• [SET OF TASKS]:
- a) From the healthy eating article below, copy the passage from "We are constantly" up to and including "you live longer.".
- b) According to the healthy eating article, what minimum daily amount of fruit and vegetables does the World Health Organisation recommend?

• [PASSAGE PROVIDED]:
_ _ _

We are constantly bombarded with healthy eating advice. One minute some foods are good for us, the next they're not. With such changing information, it’s often difficult to know what’s true and what’s fake news.
So if you’ve been left scratching your head over the healthiness of your eating habits, then keep reading because we've got you covered.
Our Good Housekeeping nutritionist, Anita Bean, sets the record straight and answers your most pressing questions about what foods we should really be eating and how much of them.
Is five-a-day enough or should I have more?
The World Health Organisation recommends eating a minimum of 400g of fruit and vegetables a day to lower therisk of heart disease, certain cancers and stroke. But a growing body of research suggests that eating more may help you live longer.
"The guidelines were not based on the level that science suggested was optimal for health, but the minimum amount needed to enjoy a significant health benefit," explains James Wong, botanist and author of 10-A-Day The Easy Way.
A study by Imperial College London, involving 2m participants, concluded that people who ate more than the five-a-day recommendationcontinued to benefit from every extra portion. Those eating 10-a-day enjoyed the best state of health, with a 33% decreased risk of stroke, 28% lower risk of heart disease and 14% lower risk of cancer.
How many eggs can I have per week?

_ _ _

• [DATASET EXCERPTS]:
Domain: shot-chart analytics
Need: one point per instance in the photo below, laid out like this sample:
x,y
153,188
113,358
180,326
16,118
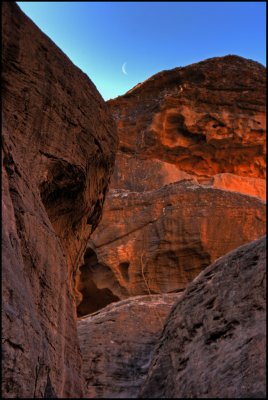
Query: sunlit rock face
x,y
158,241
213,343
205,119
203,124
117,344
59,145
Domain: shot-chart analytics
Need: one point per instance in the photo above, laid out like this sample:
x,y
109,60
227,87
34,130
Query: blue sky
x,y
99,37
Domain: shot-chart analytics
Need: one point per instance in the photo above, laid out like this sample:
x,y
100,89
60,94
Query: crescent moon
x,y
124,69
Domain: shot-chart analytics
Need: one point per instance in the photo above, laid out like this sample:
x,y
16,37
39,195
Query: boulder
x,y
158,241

_ _ _

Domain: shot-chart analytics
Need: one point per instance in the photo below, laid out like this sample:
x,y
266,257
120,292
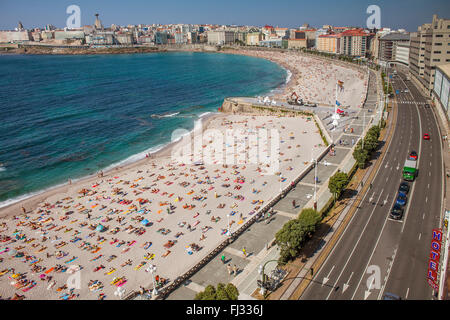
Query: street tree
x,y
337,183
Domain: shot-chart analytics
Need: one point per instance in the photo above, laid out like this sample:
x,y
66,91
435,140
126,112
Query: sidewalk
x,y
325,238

_ _ _

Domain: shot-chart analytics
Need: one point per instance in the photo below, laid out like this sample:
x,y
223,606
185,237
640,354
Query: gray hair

_ _ _

• [ANSWERS GIVEN]:
- a)
We are constantly bombarded with healthy eating advice. One minute some foods are good for us, the next they're not. With such changing information, it’s often difficult to know what’s true and what’s fake news.
So if you’ve been left scratching your head over the healthiness of your eating habits, then keep reading because we've got you covered.
Our Good Housekeeping nutritionist, Anita Bean, sets the record straight and answers your most pressing questions about what foods we should really be eating and how much of them.
Is five-a-day enough or should I have more?
The World Health Organisation recommends eating a minimum of 400g of fruit and vegetables a day to lower therisk of heart disease, certain cancers and stroke. But a growing body of research suggests that eating more may help you live longer.

- b) At least 400g a day.